» **Records for the exercise**

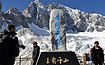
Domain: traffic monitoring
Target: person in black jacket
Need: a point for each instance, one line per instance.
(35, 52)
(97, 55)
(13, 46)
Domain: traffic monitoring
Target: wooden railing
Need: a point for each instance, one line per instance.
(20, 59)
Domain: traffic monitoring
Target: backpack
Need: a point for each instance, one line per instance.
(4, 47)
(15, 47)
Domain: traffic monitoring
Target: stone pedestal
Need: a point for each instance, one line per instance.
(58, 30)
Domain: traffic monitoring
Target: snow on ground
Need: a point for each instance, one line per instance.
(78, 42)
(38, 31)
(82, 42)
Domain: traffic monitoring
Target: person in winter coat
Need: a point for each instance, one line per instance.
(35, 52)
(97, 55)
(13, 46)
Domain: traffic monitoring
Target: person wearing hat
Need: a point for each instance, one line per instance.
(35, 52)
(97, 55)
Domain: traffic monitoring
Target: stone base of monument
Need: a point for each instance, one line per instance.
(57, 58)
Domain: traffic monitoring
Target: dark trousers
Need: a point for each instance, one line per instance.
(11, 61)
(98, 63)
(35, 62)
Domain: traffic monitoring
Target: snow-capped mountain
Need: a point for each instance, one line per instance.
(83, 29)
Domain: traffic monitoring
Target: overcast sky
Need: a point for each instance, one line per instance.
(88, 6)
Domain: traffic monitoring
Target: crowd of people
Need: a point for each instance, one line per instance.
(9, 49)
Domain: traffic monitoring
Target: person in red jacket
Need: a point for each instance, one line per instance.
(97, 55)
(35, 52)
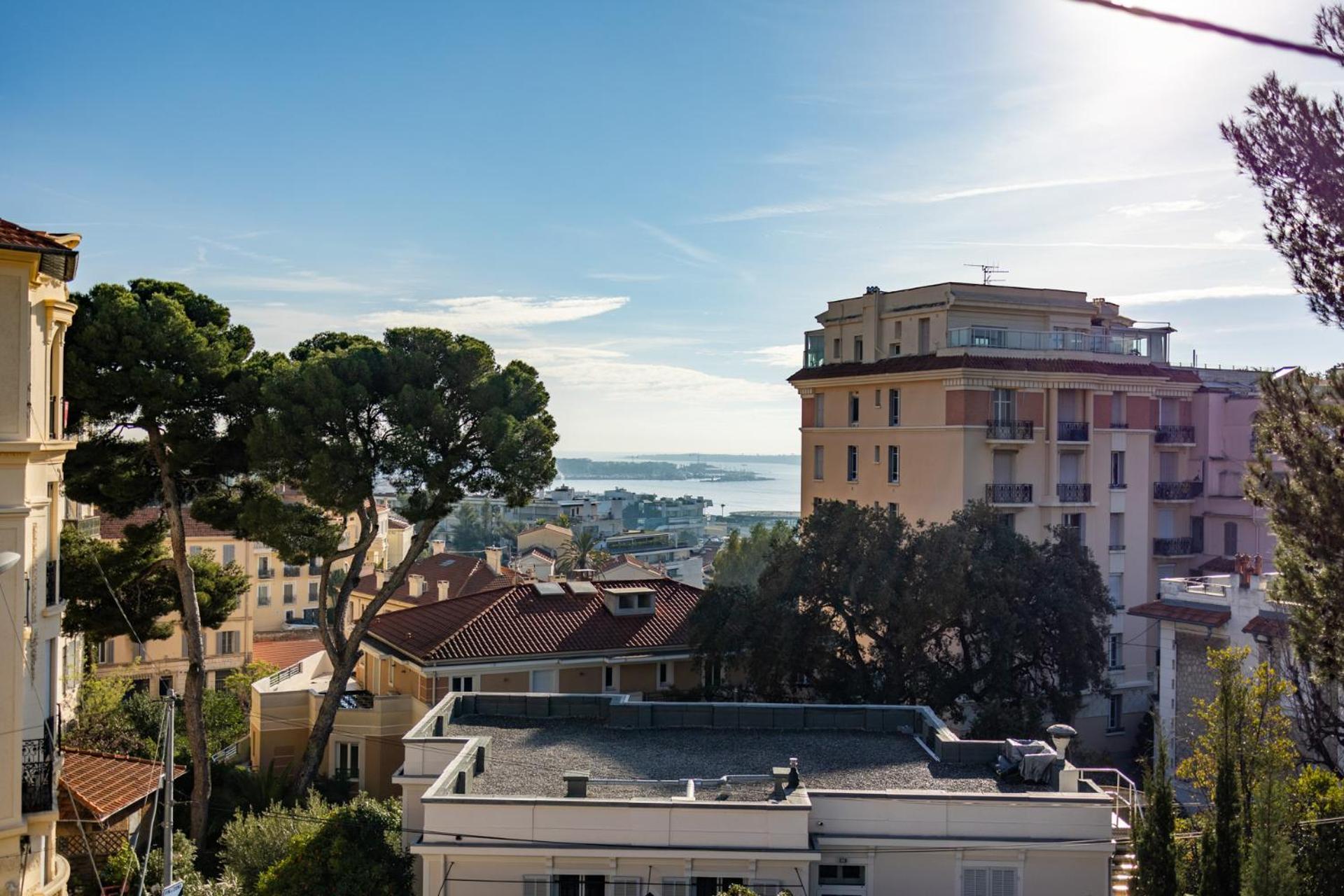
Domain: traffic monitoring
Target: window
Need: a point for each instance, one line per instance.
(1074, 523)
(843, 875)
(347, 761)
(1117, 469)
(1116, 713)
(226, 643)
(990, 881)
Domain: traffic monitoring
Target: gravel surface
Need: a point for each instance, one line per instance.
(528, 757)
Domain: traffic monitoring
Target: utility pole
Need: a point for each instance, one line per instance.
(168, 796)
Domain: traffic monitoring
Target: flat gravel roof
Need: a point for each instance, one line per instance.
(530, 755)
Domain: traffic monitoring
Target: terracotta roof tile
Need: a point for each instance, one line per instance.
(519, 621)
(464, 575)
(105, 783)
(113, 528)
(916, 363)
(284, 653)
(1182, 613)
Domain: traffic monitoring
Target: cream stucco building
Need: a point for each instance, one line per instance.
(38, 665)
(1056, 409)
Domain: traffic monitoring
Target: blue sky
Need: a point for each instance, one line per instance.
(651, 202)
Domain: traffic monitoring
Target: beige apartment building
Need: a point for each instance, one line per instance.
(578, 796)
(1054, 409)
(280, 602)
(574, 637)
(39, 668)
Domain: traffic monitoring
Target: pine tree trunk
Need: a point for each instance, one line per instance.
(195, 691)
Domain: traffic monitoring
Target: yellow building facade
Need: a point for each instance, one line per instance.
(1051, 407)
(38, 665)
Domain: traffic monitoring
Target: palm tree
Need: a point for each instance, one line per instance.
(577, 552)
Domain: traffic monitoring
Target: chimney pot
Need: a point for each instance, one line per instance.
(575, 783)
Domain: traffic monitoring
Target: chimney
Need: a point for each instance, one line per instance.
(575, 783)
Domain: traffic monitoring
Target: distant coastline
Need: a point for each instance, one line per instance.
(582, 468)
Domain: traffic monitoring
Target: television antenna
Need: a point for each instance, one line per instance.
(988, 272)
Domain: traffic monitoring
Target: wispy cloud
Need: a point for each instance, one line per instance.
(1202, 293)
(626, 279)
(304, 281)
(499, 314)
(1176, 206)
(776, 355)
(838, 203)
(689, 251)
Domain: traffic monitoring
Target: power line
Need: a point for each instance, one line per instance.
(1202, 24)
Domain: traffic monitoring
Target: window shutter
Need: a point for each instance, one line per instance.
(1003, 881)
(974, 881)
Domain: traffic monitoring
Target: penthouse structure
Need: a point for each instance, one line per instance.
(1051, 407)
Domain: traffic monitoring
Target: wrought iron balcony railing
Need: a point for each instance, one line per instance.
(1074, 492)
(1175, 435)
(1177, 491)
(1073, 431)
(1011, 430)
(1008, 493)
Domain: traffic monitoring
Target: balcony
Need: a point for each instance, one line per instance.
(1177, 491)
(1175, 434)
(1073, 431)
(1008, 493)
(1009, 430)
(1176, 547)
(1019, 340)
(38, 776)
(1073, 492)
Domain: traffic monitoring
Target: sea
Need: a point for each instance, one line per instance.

» **Problem**
Collect every line in the records above that contains the word "gravel", and copy each one in full. Case counts.

» **Result of the exercise**
Target: gravel surface
Target: flat gravel roof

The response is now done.